ASSIGNMENT = The listing should be returned in its entirety, exactly as given.
↓
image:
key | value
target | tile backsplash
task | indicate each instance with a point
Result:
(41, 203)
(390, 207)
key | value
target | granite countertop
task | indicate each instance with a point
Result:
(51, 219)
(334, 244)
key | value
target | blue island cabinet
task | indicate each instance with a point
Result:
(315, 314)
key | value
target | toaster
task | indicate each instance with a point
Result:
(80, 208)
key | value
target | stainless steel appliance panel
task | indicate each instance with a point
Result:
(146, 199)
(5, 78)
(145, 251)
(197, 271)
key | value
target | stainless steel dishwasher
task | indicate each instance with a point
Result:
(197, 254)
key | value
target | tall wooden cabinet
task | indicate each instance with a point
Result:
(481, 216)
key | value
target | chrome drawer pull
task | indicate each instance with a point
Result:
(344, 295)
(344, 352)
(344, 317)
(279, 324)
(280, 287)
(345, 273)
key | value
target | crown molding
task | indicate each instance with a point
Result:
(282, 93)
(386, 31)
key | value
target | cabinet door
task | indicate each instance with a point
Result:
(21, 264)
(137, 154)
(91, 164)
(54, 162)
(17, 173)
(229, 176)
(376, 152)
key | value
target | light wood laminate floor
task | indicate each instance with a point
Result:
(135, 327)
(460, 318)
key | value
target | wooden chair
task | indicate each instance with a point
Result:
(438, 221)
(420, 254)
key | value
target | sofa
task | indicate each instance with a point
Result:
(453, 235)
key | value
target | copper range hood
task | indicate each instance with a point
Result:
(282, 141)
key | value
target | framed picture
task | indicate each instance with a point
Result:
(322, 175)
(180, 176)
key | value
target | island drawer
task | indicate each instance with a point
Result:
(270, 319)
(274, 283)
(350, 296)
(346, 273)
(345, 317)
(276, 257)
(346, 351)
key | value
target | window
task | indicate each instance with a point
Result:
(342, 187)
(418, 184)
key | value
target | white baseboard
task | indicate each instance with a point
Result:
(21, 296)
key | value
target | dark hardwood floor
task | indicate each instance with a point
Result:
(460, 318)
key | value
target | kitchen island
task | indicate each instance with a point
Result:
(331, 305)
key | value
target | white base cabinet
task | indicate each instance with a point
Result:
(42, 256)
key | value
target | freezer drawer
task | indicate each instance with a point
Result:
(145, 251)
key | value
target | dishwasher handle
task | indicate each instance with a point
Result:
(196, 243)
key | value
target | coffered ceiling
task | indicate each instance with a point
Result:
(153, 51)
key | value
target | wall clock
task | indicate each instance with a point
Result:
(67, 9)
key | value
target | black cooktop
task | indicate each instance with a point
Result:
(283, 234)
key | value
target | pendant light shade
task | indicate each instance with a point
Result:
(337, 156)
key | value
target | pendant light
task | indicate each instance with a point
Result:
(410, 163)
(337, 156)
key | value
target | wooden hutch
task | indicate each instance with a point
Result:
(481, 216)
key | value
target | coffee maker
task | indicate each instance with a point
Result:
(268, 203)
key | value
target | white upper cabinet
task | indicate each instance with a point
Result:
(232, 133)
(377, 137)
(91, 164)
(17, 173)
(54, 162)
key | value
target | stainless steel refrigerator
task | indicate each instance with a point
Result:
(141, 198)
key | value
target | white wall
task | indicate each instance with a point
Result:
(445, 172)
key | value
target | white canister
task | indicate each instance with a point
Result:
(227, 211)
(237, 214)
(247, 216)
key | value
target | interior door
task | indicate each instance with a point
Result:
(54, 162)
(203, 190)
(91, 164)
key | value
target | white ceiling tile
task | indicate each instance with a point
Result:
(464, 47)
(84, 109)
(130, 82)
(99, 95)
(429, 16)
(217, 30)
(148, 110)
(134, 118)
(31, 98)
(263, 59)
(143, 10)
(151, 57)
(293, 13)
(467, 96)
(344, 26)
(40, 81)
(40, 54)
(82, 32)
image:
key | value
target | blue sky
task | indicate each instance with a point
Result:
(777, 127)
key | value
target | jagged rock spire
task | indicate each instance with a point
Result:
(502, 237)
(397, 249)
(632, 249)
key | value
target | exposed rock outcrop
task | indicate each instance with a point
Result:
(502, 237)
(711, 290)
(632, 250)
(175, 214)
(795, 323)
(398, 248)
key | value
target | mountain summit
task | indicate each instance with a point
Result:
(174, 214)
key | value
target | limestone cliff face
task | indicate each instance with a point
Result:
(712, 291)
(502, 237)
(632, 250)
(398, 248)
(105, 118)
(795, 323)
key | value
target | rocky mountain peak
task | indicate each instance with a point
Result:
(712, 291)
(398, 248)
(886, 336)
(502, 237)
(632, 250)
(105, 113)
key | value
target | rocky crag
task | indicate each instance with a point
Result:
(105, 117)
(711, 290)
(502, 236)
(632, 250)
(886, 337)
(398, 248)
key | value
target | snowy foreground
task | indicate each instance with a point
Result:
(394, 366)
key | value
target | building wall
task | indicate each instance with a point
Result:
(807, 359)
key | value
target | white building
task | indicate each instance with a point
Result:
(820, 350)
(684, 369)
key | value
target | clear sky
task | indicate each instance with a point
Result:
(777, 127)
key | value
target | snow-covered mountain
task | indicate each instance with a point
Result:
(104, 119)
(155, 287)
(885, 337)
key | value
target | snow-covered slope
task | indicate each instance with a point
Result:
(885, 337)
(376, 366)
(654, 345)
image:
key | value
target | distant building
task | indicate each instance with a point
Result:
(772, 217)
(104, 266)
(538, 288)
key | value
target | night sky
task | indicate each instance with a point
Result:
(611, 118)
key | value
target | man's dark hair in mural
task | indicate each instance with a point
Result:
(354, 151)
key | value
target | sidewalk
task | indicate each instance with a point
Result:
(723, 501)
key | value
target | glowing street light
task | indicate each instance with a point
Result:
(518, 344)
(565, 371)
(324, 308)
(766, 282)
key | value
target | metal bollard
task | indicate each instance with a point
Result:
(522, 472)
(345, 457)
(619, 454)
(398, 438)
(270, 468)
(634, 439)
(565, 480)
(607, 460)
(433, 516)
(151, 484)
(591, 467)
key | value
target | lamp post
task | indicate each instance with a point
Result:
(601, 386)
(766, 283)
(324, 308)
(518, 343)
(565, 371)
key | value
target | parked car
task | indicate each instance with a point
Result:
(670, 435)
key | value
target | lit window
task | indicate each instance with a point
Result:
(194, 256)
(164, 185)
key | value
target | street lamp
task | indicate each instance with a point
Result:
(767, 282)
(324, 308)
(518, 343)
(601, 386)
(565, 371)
↑
EXERCISE SOLUTION =
image:
key | value
target | tile backsplash
task | indicate each instance with a point
Result:
(41, 203)
(390, 207)
key | value
target | granite countertop
task | indicate each instance with a point
Result:
(51, 219)
(334, 244)
key | value
target | blue island cabinet
task | indicate each instance with a point
Result:
(315, 314)
key | value
target | toaster
task | indicate each instance with a point
Result:
(80, 208)
key | value
target | stainless steel appliance panel
task | indicate each instance with a point
Result:
(146, 199)
(5, 78)
(145, 251)
(197, 271)
key | value
target | stainless steel dishwasher
task | indicate each instance with a point
Result:
(197, 254)
key | value
target | tall wooden cabinet
task | indicate each instance with a point
Result:
(481, 216)
key | value
target | chrome drawer pull
task | indicate each instance with a point
Result:
(344, 295)
(344, 352)
(344, 317)
(279, 324)
(280, 287)
(345, 273)
key | value
target | crown molding
task | indicate each instance with a point
Result:
(282, 93)
(386, 31)
key | value
target | cabinet door
task | indicate each instance with a point
Result:
(21, 264)
(137, 154)
(91, 164)
(54, 162)
(17, 173)
(229, 176)
(376, 152)
key | value
target | light wood laminate floor
task | indicate each instance with a point
Result:
(135, 327)
(460, 318)
key | value
target | wooden chair
task | indicate each instance with a point
Result:
(438, 221)
(420, 254)
key | value
target | sofa
task | indicate each instance with a point
Result:
(453, 235)
key | value
target | copper range hood
task | indicate each instance with a point
Result:
(282, 141)
key | value
target | framed picture
task | indicate each instance with a point
Result:
(322, 175)
(180, 176)
key | value
target | island drawer
task | indicate each instance with a point
Result:
(270, 319)
(274, 283)
(350, 296)
(346, 273)
(345, 317)
(276, 257)
(346, 351)
key | value
target | window
task | indicate each instance with a point
Result:
(342, 187)
(418, 184)
key | value
target | white baseboard
task | indicate each instance with a point
Result:
(21, 296)
key | value
target | dark hardwood floor
task | indicate each instance with a point
Result:
(460, 318)
key | value
target | kitchen island
task | indicate each instance with a point
Result:
(331, 305)
key | value
target | white base cabinet
task | indicate each instance with a point
Result:
(42, 256)
key | value
target | freezer drawer
task | indicate each instance with a point
Result:
(145, 251)
key | value
target | dishwasher handle
task | indicate each instance with a point
Result:
(196, 243)
key | value
target | coffered ceiling
task | indicate each instance with a point
Result:
(153, 51)
key | value
target | wall clock
task | indicate each instance with a point
Result:
(67, 9)
key | value
target | black cooktop
task | indicate each instance with a point
Result:
(283, 234)
key | value
target | pendant light shade
task | indicate each instance with a point
Result:
(337, 156)
key | value
target | pendant light
task | indicate each instance with a point
Result:
(410, 163)
(337, 156)
key | value
target | wooden hutch
task | indicate each instance with a point
Result:
(481, 216)
key | value
target | coffee maker
task | indicate each instance with a point
Result:
(268, 203)
key | value
target | white upper cabinet
task | indicate each instance with a point
Result:
(232, 133)
(377, 137)
(91, 164)
(17, 173)
(54, 162)
key | value
target | stainless steel refrigerator
task | indicate each instance with a point
Result:
(141, 198)
key | value
target | white wall
task | indicate each instance with a point
Result:
(445, 172)
key | value
target | white canister
task | indicate each instance with a point
Result:
(227, 211)
(237, 214)
(247, 216)
key | value
target | interior door
task | indicate each instance with a point
Result:
(54, 162)
(203, 190)
(91, 164)
key | value
target | white ceiling tile
task | indicate each instance with a point
Result:
(464, 47)
(84, 109)
(130, 82)
(99, 95)
(429, 16)
(217, 30)
(148, 110)
(134, 118)
(31, 98)
(263, 59)
(143, 10)
(151, 57)
(293, 13)
(467, 96)
(344, 26)
(40, 81)
(40, 54)
(82, 32)
image:
key | value
target | blue sky
task | indicate each instance with a point
Result:
(777, 127)
key | value
target | jagged rock spire
task | indicate each instance with a point
Result:
(502, 237)
(397, 249)
(632, 249)
key | value
target | exposed rock outcrop
task | indicate each instance with a point
Result:
(502, 237)
(711, 290)
(632, 250)
(175, 214)
(795, 323)
(398, 248)
key | value
target | mountain summit
task | indicate each instance with a point
Result:
(174, 214)
key | value
target | limestone cliff face
task | indicate each instance with a point
Result:
(712, 291)
(502, 237)
(632, 250)
(398, 248)
(105, 118)
(795, 323)
key | value
target | rocky mountain peak
task | indicate each instance with a point
Result:
(712, 291)
(398, 248)
(886, 336)
(502, 237)
(632, 250)
(105, 113)
key | value
target | rocky crag
task | indicate each instance with a point
Result:
(105, 117)
(711, 290)
(502, 236)
(632, 250)
(886, 337)
(398, 248)
key | value
target | snowy foreground
task | indicate each instance with a point
Result:
(394, 366)
key | value
target | building wall
task | indicate each instance with a point
Result:
(807, 359)
key | value
target | white building
task | indicate each instance with a point
Result:
(820, 350)
(684, 369)
key | value
target | clear sky
task | indicate each instance with a point
Result:
(777, 127)
key | value
target | snow-covered mountain
task | indicate each instance with a point
Result:
(104, 119)
(155, 287)
(885, 337)
key | value
target | snow-covered slope
task | indicate each instance with a point
Result:
(885, 337)
(376, 366)
(654, 345)
image:
key | value
target | distant building
task | indicate each instance with a point
Result:
(772, 217)
(104, 266)
(538, 288)
key | value
target | night sky
task | indicate each instance with a point
Result:
(611, 118)
key | value
target | man's dark hair in mural
task | indicate each instance with a point
Result:
(354, 151)
key | value
target | sidewalk
task | indicate each instance with a point
Result:
(723, 501)
key | value
target | glowing street light
task | indicate each instance with a point
Result:
(518, 344)
(565, 371)
(324, 308)
(766, 282)
key | value
target | metal bollard
task | indicate each instance with a point
Result:
(522, 472)
(345, 457)
(619, 454)
(398, 438)
(270, 468)
(634, 439)
(565, 480)
(607, 460)
(433, 516)
(151, 484)
(591, 467)
key | value
target | lamp post
task | indicate each instance with a point
Result:
(601, 386)
(766, 283)
(324, 308)
(518, 343)
(565, 371)
key | value
target | parked car
task | indicate each instance with a point
Result:
(670, 435)
key | value
target | lit window
task | indicate each instance with a point
Result:
(194, 256)
(164, 185)
key | value
target | street lamp
task | indicate each instance with a point
Result:
(767, 282)
(324, 308)
(518, 343)
(601, 386)
(565, 371)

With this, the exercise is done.